# Curious about the NJ surf action



## shaggy (Jun 18, 2003)

Been getting some nice stripers off and on at AI, very few decent blue. Just wondering what my northern brothers and sisters may be seeing. The action here should be getting close, but as for me this fall so far, one striper about 29". I keep thinking and hoping "next time", and well with me, next time is about once a week, twice if my wife sees me in a bad mood.

Have Jeep will travel.


----------



## Fordcrew (Oct 26, 2002)

Shaggy, the blues are here in full force right now in NJ. Personally witnessed them running bait up on the beach Wed.As for stripers I havent been very lucky but I read a lot of reports about big ones being landed. Unfortunately I only get out about once or twice a week so my report may be a little thin.Man I wish I could be out ther every day like some guys down there!


----------



## shaggy (Jun 18, 2003)

Well, a 26" striper and a 31" blue. Could we be close?

Have Jeep will travel.


----------



## woodie (Sep 6, 2002)

*Where in New Jersey are the blues??*

Hi we fished the Atlantic City area Sat.and Sun. and not one blue.
Where are the blues???? I saw a hand full of short tog caught on Sat. One 30" striper Sun. about 8:30A.M. and a dozen or so short tog caught. If don't count the skates I got skunk!!


----------



## flatfish (Nov 14, 2002)

fished sun 11/16 , nothing ,didn't see anyone catching anything either!


----------



## Duke of Fluke (May 22, 2002)

Flatfish,

I hear lots of good reports from your part of the state. Lots of blues from the hook all the way down to LBI. Things are slower further south. This is just from reports, not first hand experience. I'm thinking of giving it a shot this week or next.

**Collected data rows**
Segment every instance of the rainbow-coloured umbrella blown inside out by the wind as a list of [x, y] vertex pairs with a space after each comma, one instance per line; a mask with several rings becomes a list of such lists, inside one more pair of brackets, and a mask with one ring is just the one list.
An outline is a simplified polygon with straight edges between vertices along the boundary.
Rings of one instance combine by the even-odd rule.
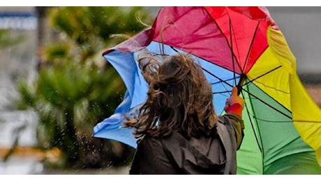
[[295, 57], [262, 7], [165, 7], [151, 27], [103, 56], [127, 88], [114, 115], [94, 136], [136, 147], [132, 129], [120, 128], [147, 95], [137, 56], [191, 54], [212, 84], [214, 107], [238, 86], [246, 101], [245, 137], [237, 151], [238, 174], [321, 174], [321, 111], [297, 75]]

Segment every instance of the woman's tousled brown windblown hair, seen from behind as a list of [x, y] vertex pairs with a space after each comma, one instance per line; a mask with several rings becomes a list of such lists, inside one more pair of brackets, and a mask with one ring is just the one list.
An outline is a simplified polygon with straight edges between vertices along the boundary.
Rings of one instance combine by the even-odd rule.
[[167, 56], [156, 74], [143, 74], [149, 82], [147, 101], [137, 119], [127, 120], [135, 135], [168, 136], [179, 132], [187, 139], [213, 130], [217, 115], [211, 85], [191, 56]]

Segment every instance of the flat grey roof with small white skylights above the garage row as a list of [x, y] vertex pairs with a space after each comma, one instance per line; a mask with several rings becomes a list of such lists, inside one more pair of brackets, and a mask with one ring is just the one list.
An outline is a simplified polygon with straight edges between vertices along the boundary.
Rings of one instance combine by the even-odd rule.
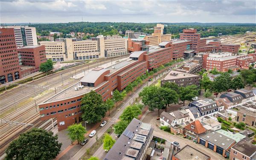
[[216, 131], [209, 131], [200, 134], [199, 137], [224, 149], [227, 149], [232, 143], [236, 142], [235, 140], [224, 136], [223, 134], [220, 134]]

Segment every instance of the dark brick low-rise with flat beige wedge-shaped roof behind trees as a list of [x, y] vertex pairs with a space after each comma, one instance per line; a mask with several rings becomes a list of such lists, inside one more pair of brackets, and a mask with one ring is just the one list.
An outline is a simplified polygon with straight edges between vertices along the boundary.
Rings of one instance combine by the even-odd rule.
[[180, 87], [185, 87], [187, 85], [199, 85], [201, 76], [194, 75], [190, 73], [180, 72], [177, 70], [171, 70], [164, 78], [161, 80], [161, 86], [166, 82], [174, 82]]

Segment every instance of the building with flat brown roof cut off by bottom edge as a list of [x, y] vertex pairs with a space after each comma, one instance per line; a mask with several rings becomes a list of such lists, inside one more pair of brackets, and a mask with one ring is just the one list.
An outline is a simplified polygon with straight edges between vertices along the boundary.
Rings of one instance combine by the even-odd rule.
[[204, 154], [198, 149], [186, 145], [181, 148], [177, 153], [172, 155], [172, 160], [210, 160], [211, 157], [209, 155]]

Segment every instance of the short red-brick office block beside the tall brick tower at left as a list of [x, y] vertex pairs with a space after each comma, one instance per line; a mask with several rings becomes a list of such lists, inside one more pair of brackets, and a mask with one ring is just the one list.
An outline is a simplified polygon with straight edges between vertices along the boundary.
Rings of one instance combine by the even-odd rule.
[[[21, 58], [20, 72], [33, 73], [39, 71], [40, 64], [47, 61], [44, 46], [26, 46], [17, 49], [18, 54]], [[23, 70], [23, 65], [27, 67]]]

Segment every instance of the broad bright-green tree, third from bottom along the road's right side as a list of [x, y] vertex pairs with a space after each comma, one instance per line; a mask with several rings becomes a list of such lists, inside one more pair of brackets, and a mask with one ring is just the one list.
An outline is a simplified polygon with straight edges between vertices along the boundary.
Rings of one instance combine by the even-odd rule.
[[124, 109], [119, 118], [130, 123], [132, 119], [137, 118], [140, 114], [140, 108], [137, 105], [131, 105]]

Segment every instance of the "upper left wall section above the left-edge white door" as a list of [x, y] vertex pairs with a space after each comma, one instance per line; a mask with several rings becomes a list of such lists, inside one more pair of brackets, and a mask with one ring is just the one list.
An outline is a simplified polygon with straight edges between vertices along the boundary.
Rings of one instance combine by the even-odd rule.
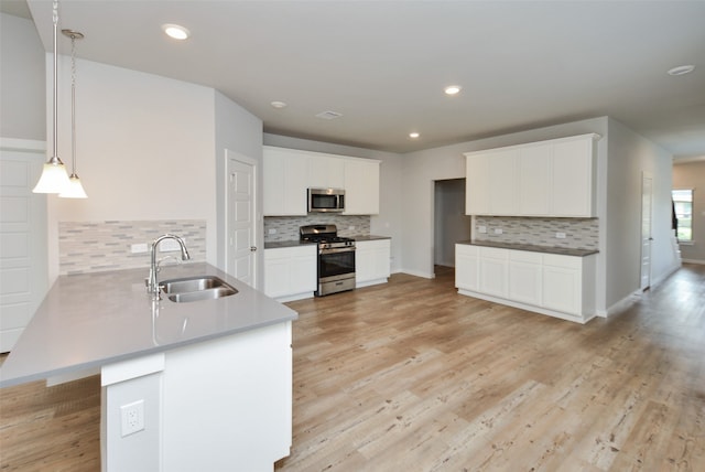
[[46, 139], [45, 84], [44, 47], [34, 23], [0, 13], [1, 137]]

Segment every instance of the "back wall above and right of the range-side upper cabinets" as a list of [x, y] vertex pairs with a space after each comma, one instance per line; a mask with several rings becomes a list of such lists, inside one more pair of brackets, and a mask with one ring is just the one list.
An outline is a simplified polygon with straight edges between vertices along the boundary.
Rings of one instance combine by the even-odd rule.
[[400, 154], [270, 133], [264, 133], [264, 144], [382, 161], [380, 165], [380, 213], [370, 218], [370, 233], [392, 238], [391, 271], [401, 271], [401, 250], [404, 244], [401, 208], [404, 194], [402, 193], [403, 158]]

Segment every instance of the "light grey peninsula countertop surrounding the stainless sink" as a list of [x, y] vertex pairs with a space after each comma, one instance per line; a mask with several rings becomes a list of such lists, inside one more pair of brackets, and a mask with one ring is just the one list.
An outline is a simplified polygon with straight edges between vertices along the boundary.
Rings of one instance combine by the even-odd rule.
[[0, 367], [0, 387], [295, 320], [295, 311], [208, 264], [166, 266], [160, 281], [213, 275], [238, 290], [217, 300], [152, 302], [149, 268], [61, 276]]

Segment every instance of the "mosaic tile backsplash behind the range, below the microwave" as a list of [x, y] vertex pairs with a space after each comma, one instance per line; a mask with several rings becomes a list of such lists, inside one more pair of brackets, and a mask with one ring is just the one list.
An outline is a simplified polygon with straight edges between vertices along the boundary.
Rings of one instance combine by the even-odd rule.
[[[268, 216], [264, 218], [264, 243], [276, 243], [283, 240], [297, 240], [299, 228], [305, 225], [336, 225], [338, 236], [369, 236], [369, 216], [346, 216], [346, 215], [321, 215], [308, 216]], [[352, 229], [350, 229], [352, 228]], [[270, 234], [274, 229], [274, 234]]]

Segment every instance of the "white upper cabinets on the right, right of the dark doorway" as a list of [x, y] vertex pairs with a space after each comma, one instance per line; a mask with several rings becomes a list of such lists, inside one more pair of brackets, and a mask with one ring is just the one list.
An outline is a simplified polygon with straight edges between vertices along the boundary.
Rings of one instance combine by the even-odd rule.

**WORK ORDER**
Copy word for word the passage of the surf fishing thread that starts at "Where are the" and ends after "I got skunk!!". These rows have nothing to do with the surf fishing thread.

**ANSWER FOR THIS EXERCISE**
Where are the blues???? I saw a hand full of short tog caught on Sat. One 30" striper Sun. about 8:30A.M. and a dozen or so short tog caught. If don't count the skates I got skunk!!